__Activity list__.
• A. Rewrite the paragraph of the stadium article that begins "In 2009, the women's football team" as a short list, keeping its main facts.
• B. Rewrite the part of the stadium article that opens with the words containing "In July 2020, the" and closes with "at the venue.", replacing "home ground" with "home stadium".
• C. Do these statements agree with the stadium article? Answer yes or no for each, and quote the words of the article that decide it.
(i) Construction of the stadium began in December 2003.
(ii) The stadium hosted the Spanish Athletics Championships in 2006.
(iii) Spain won the 2016 rugby test match against Uruguay at the stadium.
(Reading text begins)
Stadium in Málaga, Spain

Estadio Ciudad de Málaga is a multi-purpose stadium in Málaga, Spain. The facility can accommodate 10,816 spectators.

==History==
Construction of the stadium began in December 2003 and it was put into use in 2005, although the facility was not fully ready at that time. It was reopened after the completion of the works on 27 June 2009.

===Athletics===
The venue hosted the 2006 European Athletics Cup, and also the Spanish Athletics Championships in 2005 and 2011.

===Football===
In 2009, the women's football team Málaga CF Femenino began using the Ciudad de Málaga stadium as their usual field of play for Primera División matches and also as a training venue. The men's Málaga CF team began training there during the 2010–2011 Segunda División season.

In July 2020, the stadium hosted some matches in the promotion phase to the men's Segunda División.

In July 2025 CDU Malacitano announced that this stadium will be their home ground starting in the 2025–26 Segunda Federación season. In addition, starting in the 2026–27 season, Málaga CF will play its matches at this stadium due to improvement works at La Rosaleda Stadium.

International football matches have also been played at the venue.

| Date | Competition | Match |  |  | Result | Attendance |
|---|---|---|---|---|---|---|
| 18 January 2010 | Friendly | South Korea | vs | Finland | 0–2 |  |
| 22 January 2010 | Friendly | South Korea | vs | Latvia | 1–0 |  |
| 2 February 2013 | Friendly | Poland | vs | Romania | 4–1 |  |
| 6 February 2013 | Friendly | Romania | vs | Australia | 3–2 |  |

===Rugby union===
On 19 November 2016, the first international rugby was played at Ciudad de Málaga stadium. It was a test match for the Spanish national team against Uruguay that ended with victory for the "XV del León" home team in front of more than 10,000 spectators.

| Date | Competition | Match |  |  | Result | Attendance |
| 19 November 2016 | Test match | Spain | vs | Uruguay | 33–16 | 10,000 |
| 22 November 2025 | Autumn Internationals 2025 | Spain | vs | Fiji | - |

Sevens

The stadium was a venue for the Spain Sevens leg of the World Rugby Sevens Series in 2022.
(Reading text ends)
(Stored data begins)
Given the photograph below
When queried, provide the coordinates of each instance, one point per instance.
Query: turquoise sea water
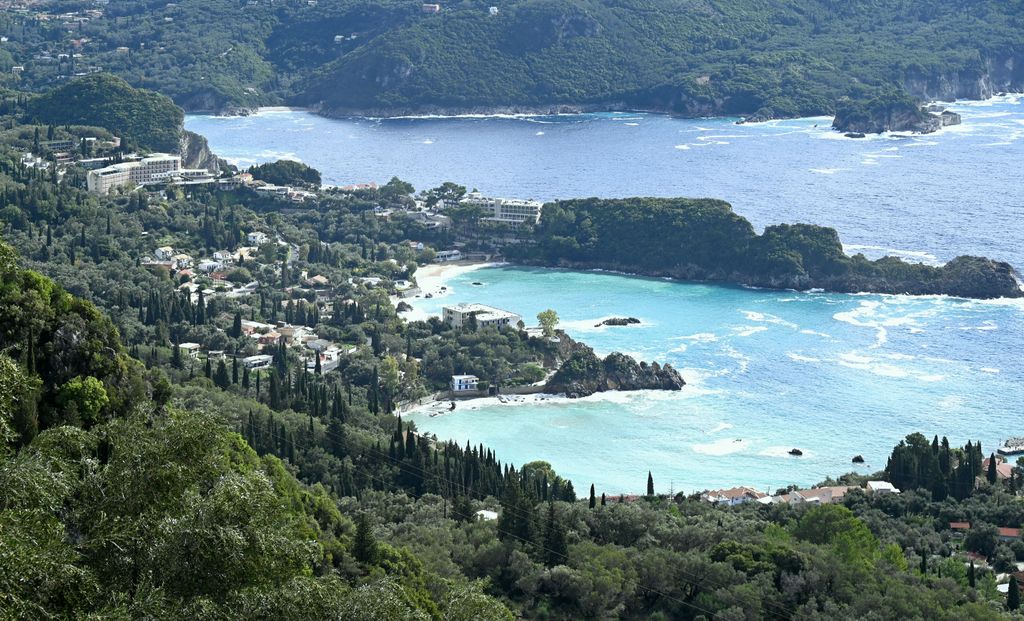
(834, 375)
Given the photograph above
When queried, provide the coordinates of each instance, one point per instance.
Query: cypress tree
(220, 377)
(236, 331)
(555, 547)
(365, 544)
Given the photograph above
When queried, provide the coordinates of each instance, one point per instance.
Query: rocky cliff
(584, 374)
(994, 75)
(890, 114)
(196, 154)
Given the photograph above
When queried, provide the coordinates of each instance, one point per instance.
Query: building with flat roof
(156, 168)
(465, 383)
(486, 317)
(512, 211)
(258, 362)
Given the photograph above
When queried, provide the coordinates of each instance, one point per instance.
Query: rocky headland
(892, 112)
(584, 373)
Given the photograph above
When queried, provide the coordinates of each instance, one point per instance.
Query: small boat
(1013, 446)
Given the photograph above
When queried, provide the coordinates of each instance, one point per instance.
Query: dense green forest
(147, 509)
(754, 57)
(141, 119)
(138, 482)
(704, 239)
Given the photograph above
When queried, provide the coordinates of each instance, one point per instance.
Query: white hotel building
(512, 211)
(486, 317)
(157, 168)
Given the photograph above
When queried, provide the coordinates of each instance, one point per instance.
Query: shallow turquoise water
(834, 375)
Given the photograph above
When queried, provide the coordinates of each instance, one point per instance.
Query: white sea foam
(726, 446)
(800, 358)
(720, 427)
(700, 337)
(767, 318)
(750, 330)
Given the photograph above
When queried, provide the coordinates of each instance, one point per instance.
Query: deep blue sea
(834, 375)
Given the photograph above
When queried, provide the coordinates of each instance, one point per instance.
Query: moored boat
(1013, 446)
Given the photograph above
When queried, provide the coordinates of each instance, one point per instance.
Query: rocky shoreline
(584, 373)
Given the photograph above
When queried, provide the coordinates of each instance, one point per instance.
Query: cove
(835, 375)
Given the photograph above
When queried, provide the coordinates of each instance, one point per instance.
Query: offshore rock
(584, 374)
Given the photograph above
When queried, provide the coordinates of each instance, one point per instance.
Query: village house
(881, 487)
(486, 317)
(258, 362)
(465, 383)
(486, 515)
(732, 496)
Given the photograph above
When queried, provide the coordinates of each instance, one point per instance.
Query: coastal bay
(835, 375)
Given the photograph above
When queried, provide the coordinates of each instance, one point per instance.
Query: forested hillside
(753, 57)
(704, 239)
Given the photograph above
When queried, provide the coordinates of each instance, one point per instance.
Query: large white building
(152, 169)
(486, 317)
(465, 383)
(513, 211)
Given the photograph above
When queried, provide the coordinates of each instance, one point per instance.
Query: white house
(464, 383)
(486, 317)
(486, 515)
(449, 255)
(732, 496)
(209, 266)
(261, 361)
(882, 487)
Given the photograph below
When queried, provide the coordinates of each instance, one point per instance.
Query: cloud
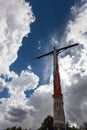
(16, 114)
(73, 69)
(73, 72)
(15, 20)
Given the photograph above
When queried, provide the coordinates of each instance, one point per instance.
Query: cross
(55, 52)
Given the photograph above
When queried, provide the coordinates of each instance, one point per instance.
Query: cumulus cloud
(73, 69)
(15, 20)
(73, 72)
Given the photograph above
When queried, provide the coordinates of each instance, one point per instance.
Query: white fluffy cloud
(15, 19)
(14, 26)
(73, 67)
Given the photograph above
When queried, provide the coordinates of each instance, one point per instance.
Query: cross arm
(44, 55)
(58, 50)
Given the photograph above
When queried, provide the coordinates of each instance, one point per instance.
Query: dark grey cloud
(16, 114)
(76, 100)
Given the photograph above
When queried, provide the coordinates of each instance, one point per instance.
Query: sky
(31, 28)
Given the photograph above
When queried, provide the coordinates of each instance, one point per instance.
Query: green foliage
(47, 124)
(14, 128)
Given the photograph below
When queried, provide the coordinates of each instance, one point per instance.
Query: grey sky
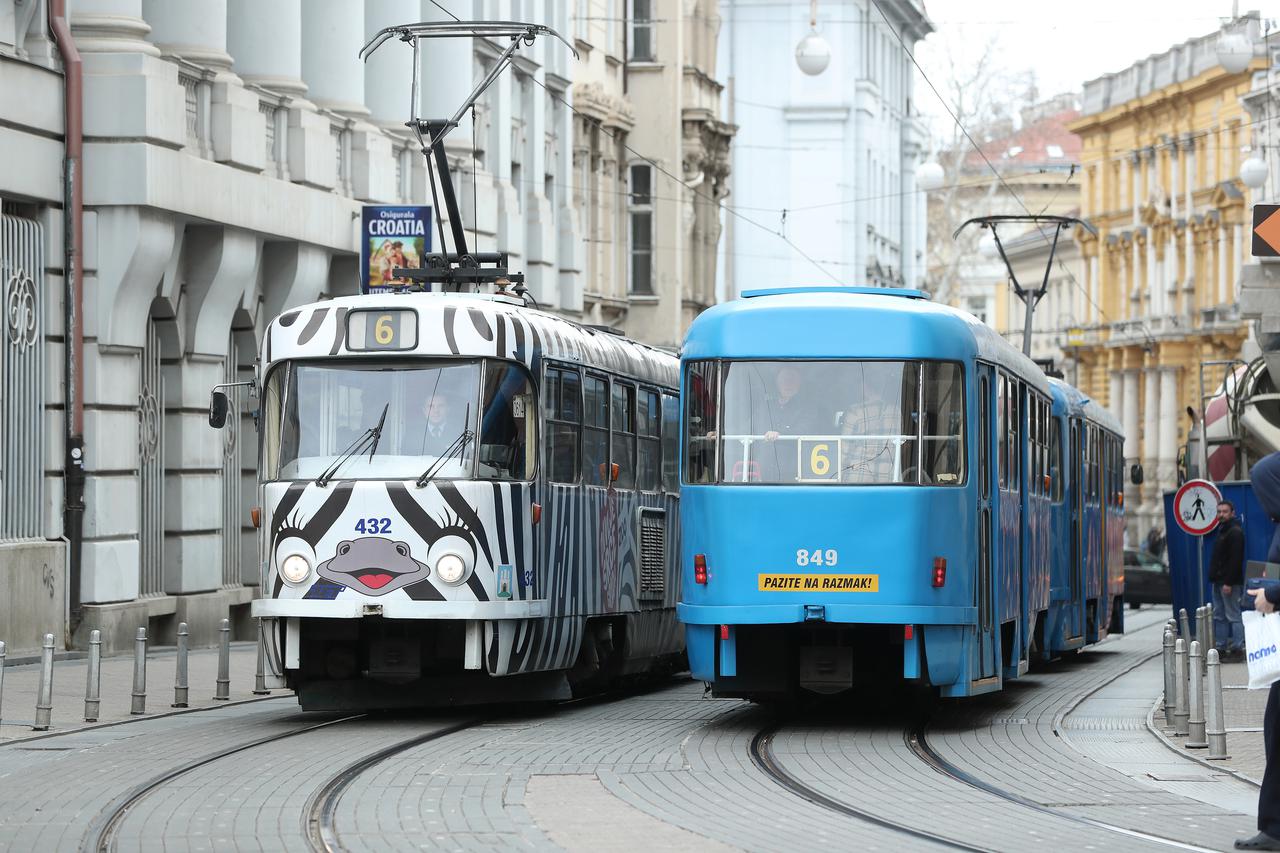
(Stored data ends)
__Numbered answers__.
• A.
- In 2009, Málaga CF Femenino began using the Ciudad de Málaga stadium as its usual field for Primera División matches and as a training venue.
- The men's Málaga CF team began training there during the 2010–2011 Segunda División season.

• B.
In July 2020, the stadium hosted some matches in the promotion phase to the men's Segunda División.

In July 2025 CDU Malacitano announced that this stadium will be their home stadium starting in the 2025–26 Segunda Federación season. In addition, starting in the 2026–27 season, Málaga CF will play its matches at this stadium due to improvement works at La Rosaleda Stadium.

International football matches have also been played at the venue.

• C.
(i) Yes: "Construction of the stadium began in December 2003"
(ii) No: "the Spanish Athletics Championships in 2005 and 2011"
(iii) Yes: "ended with victory for the "XV del León" home team"